> **PROBLEM SET**:
1 – Answer these questions about the account of the night in Serbia:
(a) Whom were the two friends visiting?
(b) What served as the outdoor toilet?
(c) How old was the baby?
2 – Update the account of the night in Serbia by writing it out again, starting with "Last night was" and going on through "the outdoor toilet.", with "tiny home" changed to "small house".

Last night was the poorest home in which I have slept. I accompanied two friends to Serbia who were visiting their sister and her new baby. My friend warned me that they were very poor—they had a tiny home, only recently obtained running water when their church built them an outdoor spicket, and had no toilet. Of course, many homes I have visited use an outhouse, so I thought this was what she meant. Turns out, that was an incorrect assumption. The farmer’s field behind the house, which was neatly lined with the neighborhood’s trash (both Roma and Serbian) served as the outdoor toilet.
As usual, we were warmly greeted and enjoyed the amazement of seeing a week-old baby. Because I was with my friends, I was treated like family and my foreign presence crammed into the small quarters was neither strange nor resented. Daily life revolved around communal living in the small spaces. No privacy, no alone time, no concept of “mine.” Focus was on the children, family and many frequent visitors, daily survival, daily tasks, and God.

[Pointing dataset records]
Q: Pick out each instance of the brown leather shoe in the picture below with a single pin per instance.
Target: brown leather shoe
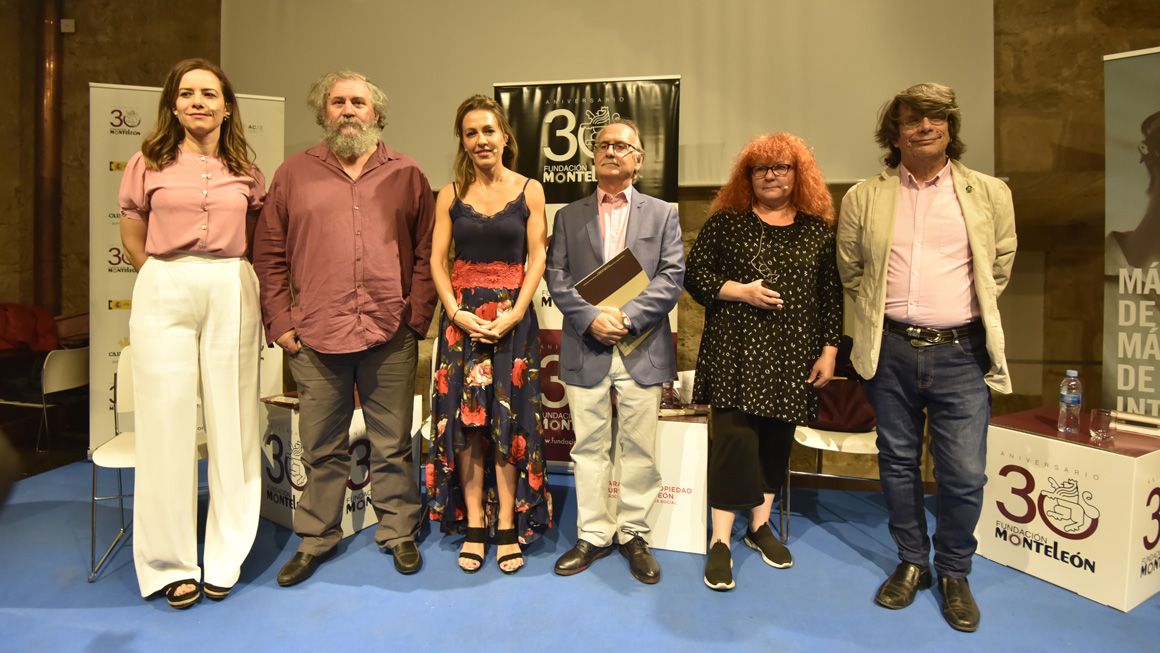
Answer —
(407, 558)
(580, 557)
(642, 563)
(301, 567)
(958, 604)
(899, 589)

> **OUTPUTS IN ORDER**:
1 –
(a) Their sister and her new baby.
(b) The farmer's field behind the house.
(c) A week old.

2 –
Last night was the poorest home in which I have slept. I accompanied two friends to Serbia who were visiting their sister and her new baby. My friend warned me that they were very poor—they had a small house, only recently obtained running water when their church built them an outdoor spicket, and had no toilet. Of course, many homes I have visited use an outhouse, so I thought this was what she meant. Turns out, that was an incorrect assumption. The farmer’s field behind the house, which was neatly lined with the neighborhood’s trash (both Roma and Serbian) served as the outdoor toilet.